--- CONSIGNA ---
Decide si cada afirmación concuerda con el fragmento sobre la soberanía. Responde sí o no y cita textualmente las palabras del fragmento que lo deciden.
1. El soberano humano ocupa el lugar de Dios.
2. La autoridad del soberano humano está por encima de la soberanía divina.
3. El carácter absoluto del soberano humano sigue siendo de esencia divina.

--- FRAGMENTO DEL DOCUMENTO ---
────────────────
En cualquier caso [In any case, cursiva nuestra], esa lógica (de Hobbes), ya sea judía, literalmente cristiana o no, de la lugartenencia de Dios [lieu-tenance of God], del lugarteniente como soberano después de Dios, marca muy bien [clearly marks] que el lugar propio [proper place, cursiva de Derrida] del soberano, el topos apropiado de la topolítica [topolitics] de esa soberanía humana es en efecto el de una autoridad sujeta, sojuzgada, sometida y subyacente a la soberanía divina. Tanto si se trata de Moisés, de Cristo, del Rey monarca como rey cristiano o de una asamblea de hombres elegidos e instaurados como soberanos, su lugar siempre tiene u ocupa el lugar de Dios. El soberano (humano) tiene lugar como lugarteniente, hace las veces de él teniendo lugar, el lugar que ocupa el lugar del soberano absoluto que es Dios. El carácter absoluto del soberano humano, su requerida y declarada inmortalidad, sigue siendo de esencia divina [remains essentially divine], cualquiera que sea la sustitución, la representación o la lugar-tenencia [lieutenance, cursiva de Derrida] que lo instaura estatutariamente en ese sitio. (Derrida, La bestia 78-9)
────────────────
--- REGISTROS SIN PROCESAR ---
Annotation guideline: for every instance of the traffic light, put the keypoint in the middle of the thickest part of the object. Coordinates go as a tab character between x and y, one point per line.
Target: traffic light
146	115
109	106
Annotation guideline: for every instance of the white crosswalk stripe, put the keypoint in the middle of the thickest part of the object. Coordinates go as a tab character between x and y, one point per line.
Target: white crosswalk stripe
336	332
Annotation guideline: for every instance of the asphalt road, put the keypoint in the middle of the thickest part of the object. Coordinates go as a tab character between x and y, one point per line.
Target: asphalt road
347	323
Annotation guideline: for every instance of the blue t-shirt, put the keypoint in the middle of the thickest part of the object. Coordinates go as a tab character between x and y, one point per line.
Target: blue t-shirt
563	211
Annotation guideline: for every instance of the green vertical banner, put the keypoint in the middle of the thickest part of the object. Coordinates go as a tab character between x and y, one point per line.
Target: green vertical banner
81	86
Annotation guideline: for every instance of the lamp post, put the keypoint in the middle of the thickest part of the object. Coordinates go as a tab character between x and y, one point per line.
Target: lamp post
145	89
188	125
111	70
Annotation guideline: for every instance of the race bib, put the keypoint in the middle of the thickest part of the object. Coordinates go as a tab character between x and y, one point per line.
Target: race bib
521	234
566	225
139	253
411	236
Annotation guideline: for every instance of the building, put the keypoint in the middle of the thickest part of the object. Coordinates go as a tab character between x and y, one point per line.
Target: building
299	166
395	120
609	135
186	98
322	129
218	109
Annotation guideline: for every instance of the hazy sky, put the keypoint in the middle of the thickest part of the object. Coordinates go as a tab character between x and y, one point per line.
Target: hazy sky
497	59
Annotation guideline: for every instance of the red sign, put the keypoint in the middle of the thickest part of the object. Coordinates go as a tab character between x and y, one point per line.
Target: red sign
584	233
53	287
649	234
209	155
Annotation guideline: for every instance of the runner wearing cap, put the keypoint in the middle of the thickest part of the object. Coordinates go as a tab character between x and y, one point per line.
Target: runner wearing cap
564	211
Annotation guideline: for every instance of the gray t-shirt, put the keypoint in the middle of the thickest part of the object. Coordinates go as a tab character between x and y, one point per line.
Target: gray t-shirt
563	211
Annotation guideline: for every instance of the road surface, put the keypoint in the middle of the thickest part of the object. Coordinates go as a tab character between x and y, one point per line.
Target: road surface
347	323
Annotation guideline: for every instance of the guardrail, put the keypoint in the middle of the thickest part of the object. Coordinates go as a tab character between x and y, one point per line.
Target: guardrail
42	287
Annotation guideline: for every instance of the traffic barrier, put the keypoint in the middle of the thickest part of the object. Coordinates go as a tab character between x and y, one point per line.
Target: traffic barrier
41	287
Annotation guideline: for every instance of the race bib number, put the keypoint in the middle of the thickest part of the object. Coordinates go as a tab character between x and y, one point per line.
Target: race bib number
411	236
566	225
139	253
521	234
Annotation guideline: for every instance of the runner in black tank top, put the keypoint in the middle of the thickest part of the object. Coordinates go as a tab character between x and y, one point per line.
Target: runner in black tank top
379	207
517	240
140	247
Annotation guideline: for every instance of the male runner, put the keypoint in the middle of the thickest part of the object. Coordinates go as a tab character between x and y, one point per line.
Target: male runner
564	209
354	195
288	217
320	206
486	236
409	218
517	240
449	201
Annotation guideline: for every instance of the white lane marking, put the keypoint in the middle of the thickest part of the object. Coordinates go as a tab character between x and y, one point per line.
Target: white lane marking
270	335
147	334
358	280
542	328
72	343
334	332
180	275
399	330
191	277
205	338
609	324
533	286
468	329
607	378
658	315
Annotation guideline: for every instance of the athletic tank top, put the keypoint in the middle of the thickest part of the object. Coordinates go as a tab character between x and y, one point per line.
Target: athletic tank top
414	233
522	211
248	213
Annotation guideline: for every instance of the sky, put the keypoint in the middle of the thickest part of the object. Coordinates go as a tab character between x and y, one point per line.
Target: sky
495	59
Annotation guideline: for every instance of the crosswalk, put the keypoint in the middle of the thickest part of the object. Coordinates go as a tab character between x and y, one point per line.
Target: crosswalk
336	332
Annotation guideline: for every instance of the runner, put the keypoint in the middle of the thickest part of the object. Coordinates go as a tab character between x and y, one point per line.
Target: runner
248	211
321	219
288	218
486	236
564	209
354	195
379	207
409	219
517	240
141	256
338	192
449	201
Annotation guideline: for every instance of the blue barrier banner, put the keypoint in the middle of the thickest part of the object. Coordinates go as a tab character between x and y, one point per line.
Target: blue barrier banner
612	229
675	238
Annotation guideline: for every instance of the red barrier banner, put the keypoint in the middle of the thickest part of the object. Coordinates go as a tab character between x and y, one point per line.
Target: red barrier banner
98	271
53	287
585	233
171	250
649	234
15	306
────────────────
--- RESPUESTA COMPLETA ---
1. Sí: «su lugar siempre tiene u ocupa el lugar de Dios».
2. No: «una autoridad sujeta, sojuzgada, sometida y subyacente a la soberanía divina».
3. Sí: «sigue siendo de esencia divina».